One number should be the full reply: how many lines of the material below contain "hair".

The data START

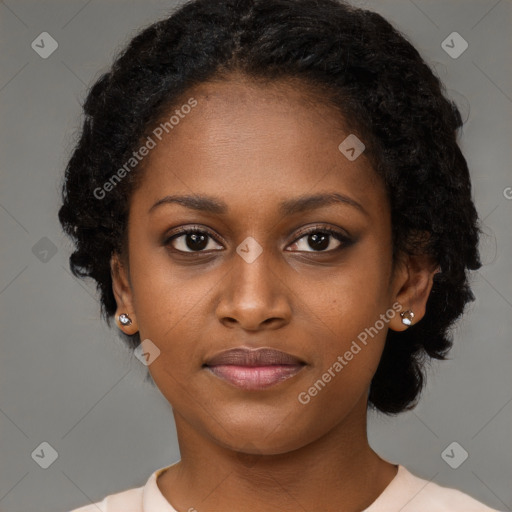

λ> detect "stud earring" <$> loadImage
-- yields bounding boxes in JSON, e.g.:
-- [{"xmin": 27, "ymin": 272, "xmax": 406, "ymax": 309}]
[
  {"xmin": 119, "ymin": 313, "xmax": 132, "ymax": 326},
  {"xmin": 400, "ymin": 310, "xmax": 414, "ymax": 326}
]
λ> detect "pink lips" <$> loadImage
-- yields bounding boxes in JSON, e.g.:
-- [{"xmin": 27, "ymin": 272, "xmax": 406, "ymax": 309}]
[{"xmin": 204, "ymin": 347, "xmax": 306, "ymax": 391}]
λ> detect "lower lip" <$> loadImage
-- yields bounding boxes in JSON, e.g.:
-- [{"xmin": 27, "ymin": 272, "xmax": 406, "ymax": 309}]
[{"xmin": 205, "ymin": 364, "xmax": 305, "ymax": 390}]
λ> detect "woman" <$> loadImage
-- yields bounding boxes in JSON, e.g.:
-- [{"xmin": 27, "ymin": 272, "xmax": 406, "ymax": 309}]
[{"xmin": 59, "ymin": 0, "xmax": 499, "ymax": 510}]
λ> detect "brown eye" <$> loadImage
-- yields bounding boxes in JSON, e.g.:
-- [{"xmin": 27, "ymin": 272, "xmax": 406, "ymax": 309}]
[
  {"xmin": 166, "ymin": 228, "xmax": 223, "ymax": 253},
  {"xmin": 287, "ymin": 227, "xmax": 352, "ymax": 253}
]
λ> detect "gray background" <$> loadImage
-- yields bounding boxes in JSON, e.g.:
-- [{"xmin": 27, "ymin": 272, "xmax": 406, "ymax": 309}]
[{"xmin": 0, "ymin": 0, "xmax": 511, "ymax": 511}]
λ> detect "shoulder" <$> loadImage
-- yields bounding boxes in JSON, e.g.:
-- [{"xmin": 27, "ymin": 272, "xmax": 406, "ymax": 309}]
[
  {"xmin": 68, "ymin": 485, "xmax": 144, "ymax": 512},
  {"xmin": 395, "ymin": 465, "xmax": 500, "ymax": 512},
  {"xmin": 66, "ymin": 463, "xmax": 178, "ymax": 512}
]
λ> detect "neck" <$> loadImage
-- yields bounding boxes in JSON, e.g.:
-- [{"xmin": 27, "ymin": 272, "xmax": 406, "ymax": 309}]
[{"xmin": 157, "ymin": 395, "xmax": 398, "ymax": 512}]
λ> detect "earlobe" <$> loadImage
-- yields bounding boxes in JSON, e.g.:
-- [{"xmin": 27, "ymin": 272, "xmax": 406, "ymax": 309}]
[
  {"xmin": 110, "ymin": 253, "xmax": 139, "ymax": 335},
  {"xmin": 399, "ymin": 309, "xmax": 415, "ymax": 326},
  {"xmin": 389, "ymin": 250, "xmax": 438, "ymax": 332},
  {"xmin": 389, "ymin": 306, "xmax": 416, "ymax": 332}
]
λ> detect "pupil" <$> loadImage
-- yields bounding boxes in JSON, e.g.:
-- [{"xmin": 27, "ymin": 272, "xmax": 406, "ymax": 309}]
[
  {"xmin": 187, "ymin": 233, "xmax": 208, "ymax": 251},
  {"xmin": 309, "ymin": 233, "xmax": 329, "ymax": 251}
]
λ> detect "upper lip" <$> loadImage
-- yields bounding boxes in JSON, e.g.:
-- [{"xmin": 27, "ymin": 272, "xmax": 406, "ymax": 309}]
[{"xmin": 204, "ymin": 347, "xmax": 306, "ymax": 367}]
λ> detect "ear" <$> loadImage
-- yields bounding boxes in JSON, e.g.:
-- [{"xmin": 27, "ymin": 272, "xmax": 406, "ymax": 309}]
[
  {"xmin": 111, "ymin": 252, "xmax": 139, "ymax": 335},
  {"xmin": 388, "ymin": 239, "xmax": 440, "ymax": 332}
]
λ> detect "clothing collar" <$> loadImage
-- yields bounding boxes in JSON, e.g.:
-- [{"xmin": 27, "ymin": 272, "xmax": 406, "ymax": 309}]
[{"xmin": 142, "ymin": 460, "xmax": 406, "ymax": 511}]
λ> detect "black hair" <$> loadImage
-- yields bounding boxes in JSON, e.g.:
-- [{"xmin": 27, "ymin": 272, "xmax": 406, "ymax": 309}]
[{"xmin": 58, "ymin": 0, "xmax": 482, "ymax": 414}]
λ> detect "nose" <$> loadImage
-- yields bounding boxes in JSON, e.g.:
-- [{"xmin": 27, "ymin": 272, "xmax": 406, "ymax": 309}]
[{"xmin": 215, "ymin": 248, "xmax": 292, "ymax": 331}]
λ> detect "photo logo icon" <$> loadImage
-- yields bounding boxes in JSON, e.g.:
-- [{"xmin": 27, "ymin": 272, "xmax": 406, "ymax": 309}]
[
  {"xmin": 236, "ymin": 236, "xmax": 263, "ymax": 263},
  {"xmin": 441, "ymin": 32, "xmax": 468, "ymax": 59},
  {"xmin": 338, "ymin": 134, "xmax": 365, "ymax": 161},
  {"xmin": 441, "ymin": 441, "xmax": 469, "ymax": 469},
  {"xmin": 134, "ymin": 339, "xmax": 161, "ymax": 366},
  {"xmin": 32, "ymin": 237, "xmax": 58, "ymax": 263},
  {"xmin": 31, "ymin": 442, "xmax": 59, "ymax": 469},
  {"xmin": 31, "ymin": 32, "xmax": 59, "ymax": 59}
]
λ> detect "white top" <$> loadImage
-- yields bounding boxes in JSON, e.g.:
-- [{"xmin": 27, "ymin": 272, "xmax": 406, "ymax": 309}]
[{"xmin": 69, "ymin": 460, "xmax": 500, "ymax": 512}]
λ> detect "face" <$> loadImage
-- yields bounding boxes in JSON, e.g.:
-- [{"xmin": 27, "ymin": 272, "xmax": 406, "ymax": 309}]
[{"xmin": 111, "ymin": 75, "xmax": 433, "ymax": 455}]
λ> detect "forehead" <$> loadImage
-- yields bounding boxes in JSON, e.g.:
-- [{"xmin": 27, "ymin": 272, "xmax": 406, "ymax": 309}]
[{"xmin": 131, "ymin": 77, "xmax": 385, "ymax": 218}]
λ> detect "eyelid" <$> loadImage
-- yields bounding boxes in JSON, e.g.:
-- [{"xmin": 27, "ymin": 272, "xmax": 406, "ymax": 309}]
[
  {"xmin": 291, "ymin": 224, "xmax": 351, "ymax": 243},
  {"xmin": 164, "ymin": 225, "xmax": 224, "ymax": 249}
]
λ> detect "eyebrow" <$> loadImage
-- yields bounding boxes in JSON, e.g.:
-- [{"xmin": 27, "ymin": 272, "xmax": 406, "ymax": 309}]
[{"xmin": 148, "ymin": 192, "xmax": 368, "ymax": 217}]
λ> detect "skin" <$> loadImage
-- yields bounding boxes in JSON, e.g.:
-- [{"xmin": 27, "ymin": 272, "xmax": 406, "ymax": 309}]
[{"xmin": 110, "ymin": 73, "xmax": 438, "ymax": 512}]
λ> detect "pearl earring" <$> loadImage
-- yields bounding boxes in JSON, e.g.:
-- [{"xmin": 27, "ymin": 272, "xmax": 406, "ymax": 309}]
[{"xmin": 400, "ymin": 310, "xmax": 414, "ymax": 326}]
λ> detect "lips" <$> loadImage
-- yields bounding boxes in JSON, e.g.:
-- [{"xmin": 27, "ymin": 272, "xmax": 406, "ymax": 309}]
[
  {"xmin": 204, "ymin": 347, "xmax": 306, "ymax": 391},
  {"xmin": 204, "ymin": 347, "xmax": 305, "ymax": 366}
]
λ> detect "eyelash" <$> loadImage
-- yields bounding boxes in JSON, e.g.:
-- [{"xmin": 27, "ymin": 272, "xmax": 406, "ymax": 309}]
[{"xmin": 164, "ymin": 225, "xmax": 352, "ymax": 254}]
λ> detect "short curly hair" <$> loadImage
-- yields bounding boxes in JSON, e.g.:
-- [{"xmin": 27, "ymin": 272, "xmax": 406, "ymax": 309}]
[{"xmin": 58, "ymin": 0, "xmax": 482, "ymax": 415}]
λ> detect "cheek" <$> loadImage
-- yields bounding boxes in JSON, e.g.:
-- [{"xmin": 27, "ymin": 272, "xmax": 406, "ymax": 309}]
[
  {"xmin": 299, "ymin": 243, "xmax": 390, "ymax": 331},
  {"xmin": 128, "ymin": 254, "xmax": 222, "ymax": 377},
  {"xmin": 297, "ymin": 247, "xmax": 392, "ymax": 386},
  {"xmin": 295, "ymin": 298, "xmax": 389, "ymax": 423},
  {"xmin": 127, "ymin": 237, "xmax": 196, "ymax": 331}
]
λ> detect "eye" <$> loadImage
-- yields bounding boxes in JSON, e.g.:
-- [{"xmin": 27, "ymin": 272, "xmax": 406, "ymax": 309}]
[
  {"xmin": 165, "ymin": 227, "xmax": 223, "ymax": 253},
  {"xmin": 287, "ymin": 226, "xmax": 351, "ymax": 253},
  {"xmin": 164, "ymin": 225, "xmax": 352, "ymax": 254}
]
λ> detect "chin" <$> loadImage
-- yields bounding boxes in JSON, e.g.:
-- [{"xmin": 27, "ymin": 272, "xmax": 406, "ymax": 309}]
[{"xmin": 205, "ymin": 416, "xmax": 314, "ymax": 456}]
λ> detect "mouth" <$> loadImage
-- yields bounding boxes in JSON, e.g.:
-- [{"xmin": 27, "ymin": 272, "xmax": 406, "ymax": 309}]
[{"xmin": 203, "ymin": 347, "xmax": 306, "ymax": 391}]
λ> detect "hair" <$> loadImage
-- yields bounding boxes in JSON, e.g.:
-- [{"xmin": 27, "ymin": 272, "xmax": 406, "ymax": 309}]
[{"xmin": 58, "ymin": 0, "xmax": 482, "ymax": 415}]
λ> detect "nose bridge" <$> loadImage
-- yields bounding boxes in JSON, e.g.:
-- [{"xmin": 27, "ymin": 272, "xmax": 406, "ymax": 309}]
[
  {"xmin": 232, "ymin": 240, "xmax": 278, "ymax": 304},
  {"xmin": 216, "ymin": 239, "xmax": 290, "ymax": 328}
]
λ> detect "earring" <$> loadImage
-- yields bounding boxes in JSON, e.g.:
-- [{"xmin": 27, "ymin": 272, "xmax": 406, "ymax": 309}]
[
  {"xmin": 400, "ymin": 310, "xmax": 414, "ymax": 326},
  {"xmin": 119, "ymin": 313, "xmax": 132, "ymax": 326}
]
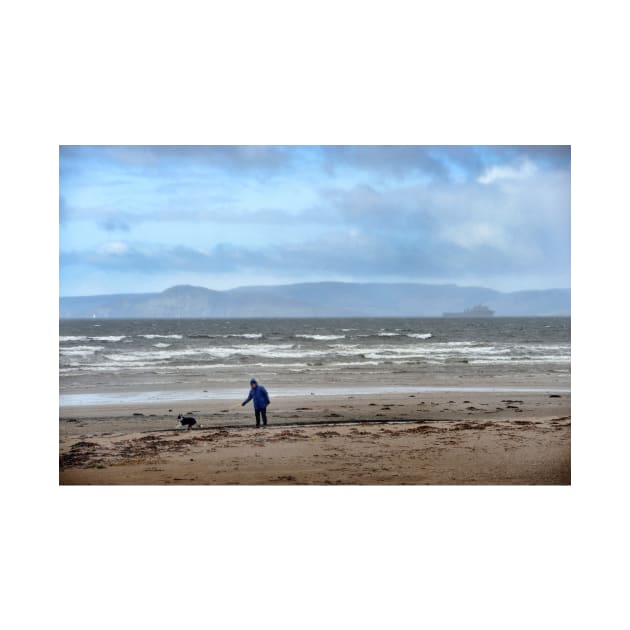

The data END

## Expected answer
3